Edit the lines from the first one through the line that has "245L171 241L174 238L180", changing "railing" to "handrail" and keeping everything else the same. Leave the pictures out of the answer.

Start of Given data

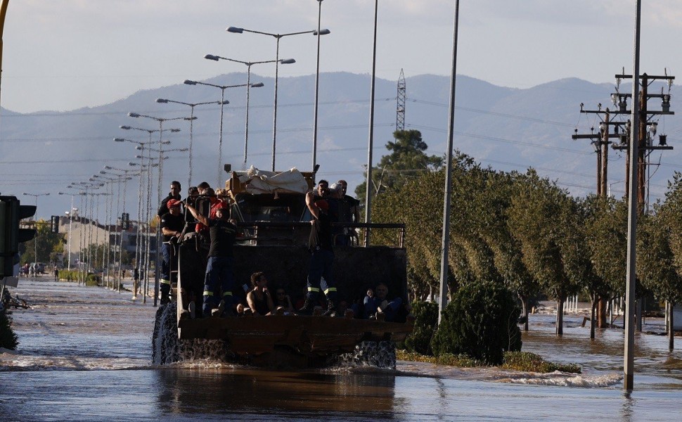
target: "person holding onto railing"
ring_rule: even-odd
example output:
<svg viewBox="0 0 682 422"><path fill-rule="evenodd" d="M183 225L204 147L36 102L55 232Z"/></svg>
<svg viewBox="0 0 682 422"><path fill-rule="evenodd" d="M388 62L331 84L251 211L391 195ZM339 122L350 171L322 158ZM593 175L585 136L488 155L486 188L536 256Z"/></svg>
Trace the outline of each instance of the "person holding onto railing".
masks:
<svg viewBox="0 0 682 422"><path fill-rule="evenodd" d="M229 208L222 203L216 209L216 218L207 218L191 205L186 205L194 218L208 227L211 246L204 279L204 317L210 316L217 307L217 316L222 316L224 309L231 309L232 288L234 286L233 248L237 235L234 220L229 218ZM221 298L222 298L221 300Z"/></svg>
<svg viewBox="0 0 682 422"><path fill-rule="evenodd" d="M173 245L171 241L174 238L180 238L183 229L185 228L185 218L180 212L182 202L176 199L169 199L167 203L168 212L161 217L161 234L163 234L163 244L161 245L161 276L160 290L161 290L161 305L170 302L171 290L171 250Z"/></svg>
<svg viewBox="0 0 682 422"><path fill-rule="evenodd" d="M269 315L275 311L275 304L268 290L268 279L263 271L251 274L253 288L247 294L246 301L255 316Z"/></svg>
<svg viewBox="0 0 682 422"><path fill-rule="evenodd" d="M306 194L306 205L313 216L311 220L308 249L310 250L310 267L308 269L308 292L305 303L299 312L305 315L312 313L317 296L320 293L320 281L324 277L327 283L325 295L327 297L327 310L323 315L331 315L336 307L336 284L332 273L334 264L331 219L329 204L325 200L315 200L312 191Z"/></svg>
<svg viewBox="0 0 682 422"><path fill-rule="evenodd" d="M367 290L363 303L366 318L378 319L380 316L378 314L383 314L385 321L390 321L395 320L403 300L400 297L389 300L388 286L380 283L374 290L371 288Z"/></svg>

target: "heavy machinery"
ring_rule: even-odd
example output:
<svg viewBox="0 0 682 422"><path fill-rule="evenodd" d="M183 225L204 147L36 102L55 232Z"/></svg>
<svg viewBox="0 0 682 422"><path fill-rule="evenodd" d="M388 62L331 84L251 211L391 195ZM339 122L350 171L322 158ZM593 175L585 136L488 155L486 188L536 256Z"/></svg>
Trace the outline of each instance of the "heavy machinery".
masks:
<svg viewBox="0 0 682 422"><path fill-rule="evenodd" d="M305 193L314 187L314 173L295 169L271 173L252 167L232 172L226 182L224 198L241 236L234 247L234 295L245 295L252 273L264 271L269 288L283 288L295 303L306 291L310 253L309 211ZM198 197L197 209L206 215L210 198ZM334 223L335 231L348 245L334 249L334 277L338 300L359 304L368 288L383 283L392 296L406 303L406 257L403 247L404 225L400 224ZM361 245L368 229L373 238L392 240L390 245ZM389 349L412 331L413 319L406 311L395 321L369 320L351 315L333 316L275 314L266 316L207 316L192 319L191 300L201 300L208 245L196 234L183 236L176 245L176 283L174 300L159 309L155 327L154 361L163 364L198 357L196 345L205 345L213 357L255 365L319 366L335 357L366 349ZM173 271L175 272L175 271ZM196 303L200 309L200 304ZM171 315L172 314L172 317ZM215 340L205 347L205 340ZM388 342L377 349L374 342ZM188 352L191 350L191 352ZM215 356L216 350L219 350ZM185 355L185 357L184 357Z"/></svg>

End of Given data

(Written answer)
target: "person holding onto handrail"
ring_rule: even-odd
example output:
<svg viewBox="0 0 682 422"><path fill-rule="evenodd" d="M183 225L204 147L36 102L55 232Z"/></svg>
<svg viewBox="0 0 682 422"><path fill-rule="evenodd" d="M388 62L331 84L251 211L391 195ZM339 122L350 171L322 158ZM593 175L585 136L488 155L486 188L536 256Z"/></svg>
Trace the outline of each instance of the "person holding onto handrail".
masks:
<svg viewBox="0 0 682 422"><path fill-rule="evenodd" d="M229 208L222 203L216 209L216 218L207 218L191 205L186 205L194 218L208 227L211 246L204 279L204 317L210 316L217 307L217 316L222 316L224 309L231 309L232 288L234 286L233 248L237 235L234 220L229 218ZM221 298L222 298L221 300Z"/></svg>
<svg viewBox="0 0 682 422"><path fill-rule="evenodd" d="M173 245L171 241L174 238L180 238L183 229L185 228L185 218L180 212L182 202L176 199L169 199L167 203L168 212L161 217L161 234L163 234L163 244L161 245L161 276L160 290L161 290L161 305L170 302L171 290L171 250Z"/></svg>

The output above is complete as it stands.